** WRITTEN REQUEST **
Revise the entries in the stretch from the beginning through the line containing "[301,169,462,382]" by replacing "denim" with "cotton", and leave everything else in those lines unchanged. Reproduce only that stretch.

** SUPPLIED MATERIAL **
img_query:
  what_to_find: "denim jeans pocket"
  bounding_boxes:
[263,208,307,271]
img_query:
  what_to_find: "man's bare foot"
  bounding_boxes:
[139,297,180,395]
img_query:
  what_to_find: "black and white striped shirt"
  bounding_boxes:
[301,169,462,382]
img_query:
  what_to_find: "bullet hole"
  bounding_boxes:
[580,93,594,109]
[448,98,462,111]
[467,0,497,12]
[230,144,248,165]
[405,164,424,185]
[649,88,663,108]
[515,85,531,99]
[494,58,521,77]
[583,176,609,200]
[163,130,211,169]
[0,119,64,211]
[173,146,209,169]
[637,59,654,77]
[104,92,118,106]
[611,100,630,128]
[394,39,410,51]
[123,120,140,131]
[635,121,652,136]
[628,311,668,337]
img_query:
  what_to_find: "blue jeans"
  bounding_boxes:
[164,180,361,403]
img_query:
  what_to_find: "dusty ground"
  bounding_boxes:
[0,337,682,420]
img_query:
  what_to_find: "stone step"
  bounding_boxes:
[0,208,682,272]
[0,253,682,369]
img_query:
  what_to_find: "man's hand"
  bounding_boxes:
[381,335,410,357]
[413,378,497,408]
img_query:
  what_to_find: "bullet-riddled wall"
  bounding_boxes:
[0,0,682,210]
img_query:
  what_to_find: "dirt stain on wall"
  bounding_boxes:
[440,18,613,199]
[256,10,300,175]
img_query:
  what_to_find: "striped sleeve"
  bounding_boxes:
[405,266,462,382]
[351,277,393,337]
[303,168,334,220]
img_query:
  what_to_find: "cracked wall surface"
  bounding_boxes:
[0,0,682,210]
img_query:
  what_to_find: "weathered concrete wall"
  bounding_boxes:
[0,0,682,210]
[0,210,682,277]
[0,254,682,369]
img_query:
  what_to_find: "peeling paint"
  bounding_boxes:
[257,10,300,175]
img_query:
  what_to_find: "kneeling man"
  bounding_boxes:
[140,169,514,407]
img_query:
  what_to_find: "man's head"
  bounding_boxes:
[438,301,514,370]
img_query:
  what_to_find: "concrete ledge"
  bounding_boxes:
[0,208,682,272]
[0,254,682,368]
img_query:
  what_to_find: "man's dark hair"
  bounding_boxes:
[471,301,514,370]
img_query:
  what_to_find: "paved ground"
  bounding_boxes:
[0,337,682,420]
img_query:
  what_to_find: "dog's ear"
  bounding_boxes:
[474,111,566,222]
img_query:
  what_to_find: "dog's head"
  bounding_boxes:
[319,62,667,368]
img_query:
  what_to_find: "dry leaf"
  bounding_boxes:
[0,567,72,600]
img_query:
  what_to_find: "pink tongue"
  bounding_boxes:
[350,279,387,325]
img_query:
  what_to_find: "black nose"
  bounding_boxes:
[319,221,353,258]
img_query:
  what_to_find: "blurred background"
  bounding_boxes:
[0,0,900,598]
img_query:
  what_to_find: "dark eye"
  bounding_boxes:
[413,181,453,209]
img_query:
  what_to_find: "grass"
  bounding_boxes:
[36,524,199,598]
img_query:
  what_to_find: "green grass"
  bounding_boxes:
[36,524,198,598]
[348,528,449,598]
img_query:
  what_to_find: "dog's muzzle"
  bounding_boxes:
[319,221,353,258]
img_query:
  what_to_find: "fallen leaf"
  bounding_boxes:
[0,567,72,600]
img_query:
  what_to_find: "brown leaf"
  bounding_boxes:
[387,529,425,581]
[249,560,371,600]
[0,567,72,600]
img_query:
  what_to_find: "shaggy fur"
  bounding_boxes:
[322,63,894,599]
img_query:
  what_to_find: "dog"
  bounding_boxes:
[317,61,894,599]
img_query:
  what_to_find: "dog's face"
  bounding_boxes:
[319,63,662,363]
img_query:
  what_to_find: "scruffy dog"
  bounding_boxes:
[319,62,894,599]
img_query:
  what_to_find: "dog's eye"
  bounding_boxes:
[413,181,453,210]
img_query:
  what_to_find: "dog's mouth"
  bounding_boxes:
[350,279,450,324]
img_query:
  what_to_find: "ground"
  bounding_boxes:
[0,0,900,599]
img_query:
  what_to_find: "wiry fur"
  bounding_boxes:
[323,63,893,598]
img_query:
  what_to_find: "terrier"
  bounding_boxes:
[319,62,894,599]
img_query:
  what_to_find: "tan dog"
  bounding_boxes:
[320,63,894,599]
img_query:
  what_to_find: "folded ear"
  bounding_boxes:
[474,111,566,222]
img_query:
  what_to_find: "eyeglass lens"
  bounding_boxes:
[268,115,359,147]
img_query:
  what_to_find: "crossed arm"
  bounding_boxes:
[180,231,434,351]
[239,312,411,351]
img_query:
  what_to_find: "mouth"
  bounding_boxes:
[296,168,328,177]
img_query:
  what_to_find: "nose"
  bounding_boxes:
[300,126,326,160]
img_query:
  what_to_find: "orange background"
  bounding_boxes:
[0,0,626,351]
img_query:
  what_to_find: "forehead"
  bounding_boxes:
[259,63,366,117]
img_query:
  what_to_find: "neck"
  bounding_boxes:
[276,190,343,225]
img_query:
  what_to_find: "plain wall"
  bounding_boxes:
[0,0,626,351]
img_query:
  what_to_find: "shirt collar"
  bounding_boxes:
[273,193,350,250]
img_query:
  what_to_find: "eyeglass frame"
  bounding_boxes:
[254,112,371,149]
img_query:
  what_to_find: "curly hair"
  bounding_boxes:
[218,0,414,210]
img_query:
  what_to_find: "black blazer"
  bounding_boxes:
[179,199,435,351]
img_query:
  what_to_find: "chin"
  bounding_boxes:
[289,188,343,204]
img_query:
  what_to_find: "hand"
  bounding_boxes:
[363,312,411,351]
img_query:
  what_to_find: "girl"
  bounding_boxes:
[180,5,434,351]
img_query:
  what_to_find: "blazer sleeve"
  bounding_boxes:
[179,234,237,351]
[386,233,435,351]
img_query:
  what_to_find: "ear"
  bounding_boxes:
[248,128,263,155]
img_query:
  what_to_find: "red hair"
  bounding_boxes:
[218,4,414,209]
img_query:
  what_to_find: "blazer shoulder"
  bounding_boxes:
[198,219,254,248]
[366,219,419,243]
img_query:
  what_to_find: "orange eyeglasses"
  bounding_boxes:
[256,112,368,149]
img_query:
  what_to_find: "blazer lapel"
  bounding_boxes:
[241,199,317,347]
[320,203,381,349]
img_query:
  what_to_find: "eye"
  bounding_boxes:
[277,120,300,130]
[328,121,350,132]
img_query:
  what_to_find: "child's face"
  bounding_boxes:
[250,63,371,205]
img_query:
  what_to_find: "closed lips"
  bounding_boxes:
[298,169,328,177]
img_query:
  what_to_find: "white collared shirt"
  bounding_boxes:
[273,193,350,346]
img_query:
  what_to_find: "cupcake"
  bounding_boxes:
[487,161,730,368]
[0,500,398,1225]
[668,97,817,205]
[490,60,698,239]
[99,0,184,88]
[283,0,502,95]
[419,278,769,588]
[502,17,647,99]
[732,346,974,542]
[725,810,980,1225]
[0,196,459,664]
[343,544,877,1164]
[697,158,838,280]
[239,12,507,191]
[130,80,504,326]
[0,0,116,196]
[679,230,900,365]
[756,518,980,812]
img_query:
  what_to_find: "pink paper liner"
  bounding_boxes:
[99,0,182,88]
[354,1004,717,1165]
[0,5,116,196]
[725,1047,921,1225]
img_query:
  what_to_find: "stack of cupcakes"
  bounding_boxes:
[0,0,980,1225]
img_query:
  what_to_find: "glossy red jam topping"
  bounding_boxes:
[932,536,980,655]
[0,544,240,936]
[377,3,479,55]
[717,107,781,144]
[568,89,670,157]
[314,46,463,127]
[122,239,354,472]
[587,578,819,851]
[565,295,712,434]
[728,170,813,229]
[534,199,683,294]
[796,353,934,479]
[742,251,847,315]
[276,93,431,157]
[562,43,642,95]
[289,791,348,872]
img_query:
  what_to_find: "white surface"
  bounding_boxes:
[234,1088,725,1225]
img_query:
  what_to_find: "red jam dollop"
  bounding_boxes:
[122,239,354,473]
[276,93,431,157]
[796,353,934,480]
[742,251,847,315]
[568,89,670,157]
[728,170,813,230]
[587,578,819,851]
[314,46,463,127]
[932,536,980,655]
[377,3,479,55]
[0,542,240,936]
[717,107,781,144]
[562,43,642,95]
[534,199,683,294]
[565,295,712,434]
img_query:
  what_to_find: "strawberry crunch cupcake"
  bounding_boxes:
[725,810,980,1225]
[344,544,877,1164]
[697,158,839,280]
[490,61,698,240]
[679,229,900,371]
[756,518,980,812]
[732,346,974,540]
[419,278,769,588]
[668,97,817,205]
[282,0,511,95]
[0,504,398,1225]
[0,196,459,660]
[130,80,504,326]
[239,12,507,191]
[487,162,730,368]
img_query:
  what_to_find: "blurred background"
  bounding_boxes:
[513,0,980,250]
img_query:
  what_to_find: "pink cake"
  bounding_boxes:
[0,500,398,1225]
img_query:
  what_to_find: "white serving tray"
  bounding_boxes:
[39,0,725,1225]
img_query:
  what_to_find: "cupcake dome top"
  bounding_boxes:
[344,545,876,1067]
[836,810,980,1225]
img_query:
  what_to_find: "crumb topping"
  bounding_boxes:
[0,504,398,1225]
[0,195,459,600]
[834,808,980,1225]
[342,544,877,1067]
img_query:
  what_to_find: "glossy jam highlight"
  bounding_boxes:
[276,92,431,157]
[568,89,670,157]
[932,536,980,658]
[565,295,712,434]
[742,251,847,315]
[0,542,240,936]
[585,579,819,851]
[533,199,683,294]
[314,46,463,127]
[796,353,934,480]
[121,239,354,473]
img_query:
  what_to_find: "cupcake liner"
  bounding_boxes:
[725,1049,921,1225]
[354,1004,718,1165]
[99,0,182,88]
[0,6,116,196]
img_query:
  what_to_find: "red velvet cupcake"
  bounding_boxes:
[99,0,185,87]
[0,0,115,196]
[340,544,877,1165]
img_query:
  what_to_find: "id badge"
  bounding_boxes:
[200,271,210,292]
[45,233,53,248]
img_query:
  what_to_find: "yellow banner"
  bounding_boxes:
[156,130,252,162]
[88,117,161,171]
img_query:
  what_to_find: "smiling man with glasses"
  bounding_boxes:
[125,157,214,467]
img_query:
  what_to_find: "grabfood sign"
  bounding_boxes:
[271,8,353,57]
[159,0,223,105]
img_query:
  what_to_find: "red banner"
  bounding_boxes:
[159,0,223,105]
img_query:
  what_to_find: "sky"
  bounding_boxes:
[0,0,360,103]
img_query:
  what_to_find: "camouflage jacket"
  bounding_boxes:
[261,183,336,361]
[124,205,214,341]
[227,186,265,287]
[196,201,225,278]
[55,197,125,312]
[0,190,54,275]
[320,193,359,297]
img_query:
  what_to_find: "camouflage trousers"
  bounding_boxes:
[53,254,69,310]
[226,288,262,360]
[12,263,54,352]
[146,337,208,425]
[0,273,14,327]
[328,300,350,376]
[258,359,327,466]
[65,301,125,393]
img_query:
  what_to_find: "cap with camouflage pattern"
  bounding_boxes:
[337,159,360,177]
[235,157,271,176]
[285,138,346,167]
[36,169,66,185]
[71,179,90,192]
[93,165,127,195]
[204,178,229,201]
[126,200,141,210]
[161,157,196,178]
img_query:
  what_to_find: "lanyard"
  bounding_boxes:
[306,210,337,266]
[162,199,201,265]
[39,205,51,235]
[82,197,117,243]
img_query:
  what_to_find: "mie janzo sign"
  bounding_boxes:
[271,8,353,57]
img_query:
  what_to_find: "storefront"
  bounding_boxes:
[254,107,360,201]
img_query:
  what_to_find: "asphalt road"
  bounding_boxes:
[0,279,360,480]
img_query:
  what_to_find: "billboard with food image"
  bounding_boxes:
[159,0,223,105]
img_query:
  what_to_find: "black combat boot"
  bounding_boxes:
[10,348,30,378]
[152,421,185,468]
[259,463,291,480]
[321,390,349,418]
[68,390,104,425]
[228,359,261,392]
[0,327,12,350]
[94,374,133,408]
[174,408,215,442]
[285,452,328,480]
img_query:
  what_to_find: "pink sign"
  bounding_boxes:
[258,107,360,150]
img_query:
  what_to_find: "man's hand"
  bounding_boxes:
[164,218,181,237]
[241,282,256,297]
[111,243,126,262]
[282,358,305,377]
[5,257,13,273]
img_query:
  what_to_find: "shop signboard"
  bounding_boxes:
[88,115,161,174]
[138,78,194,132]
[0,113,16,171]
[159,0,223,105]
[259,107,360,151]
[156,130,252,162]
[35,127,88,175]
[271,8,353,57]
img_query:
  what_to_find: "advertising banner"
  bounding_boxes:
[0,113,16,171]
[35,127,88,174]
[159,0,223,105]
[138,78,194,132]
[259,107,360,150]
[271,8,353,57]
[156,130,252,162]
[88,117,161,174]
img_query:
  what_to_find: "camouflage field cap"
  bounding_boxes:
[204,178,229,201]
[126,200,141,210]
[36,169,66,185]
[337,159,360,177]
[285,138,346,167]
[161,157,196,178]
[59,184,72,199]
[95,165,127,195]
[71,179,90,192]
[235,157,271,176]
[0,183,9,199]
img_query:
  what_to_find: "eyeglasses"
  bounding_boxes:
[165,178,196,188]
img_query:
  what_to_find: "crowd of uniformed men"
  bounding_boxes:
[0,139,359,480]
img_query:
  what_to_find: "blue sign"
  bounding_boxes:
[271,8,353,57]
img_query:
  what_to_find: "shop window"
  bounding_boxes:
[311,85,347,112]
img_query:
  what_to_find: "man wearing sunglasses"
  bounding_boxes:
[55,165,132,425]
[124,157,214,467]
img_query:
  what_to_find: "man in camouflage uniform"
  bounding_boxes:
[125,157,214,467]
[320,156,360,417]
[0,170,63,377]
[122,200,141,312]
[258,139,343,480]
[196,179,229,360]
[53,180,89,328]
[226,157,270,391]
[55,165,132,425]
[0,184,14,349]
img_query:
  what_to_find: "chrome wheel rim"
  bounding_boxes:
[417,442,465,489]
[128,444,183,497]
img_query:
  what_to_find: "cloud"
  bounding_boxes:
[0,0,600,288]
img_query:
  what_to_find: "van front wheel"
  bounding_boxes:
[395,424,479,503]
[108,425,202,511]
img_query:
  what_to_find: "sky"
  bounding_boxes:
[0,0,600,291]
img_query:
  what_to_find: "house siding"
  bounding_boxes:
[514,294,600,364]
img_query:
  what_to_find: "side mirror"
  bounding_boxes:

** SOLUTION TO THIS PROBLEM **
img_query:
  what_to_find: "cotton jeans pocket"
  bounding_boxes:
[263,208,307,271]
img_query:
  what_to_find: "man's bare foot"
  bounding_boxes:
[139,297,180,395]
img_query:
  what_to_find: "black and white striped shirt"
  bounding_boxes:
[301,169,462,382]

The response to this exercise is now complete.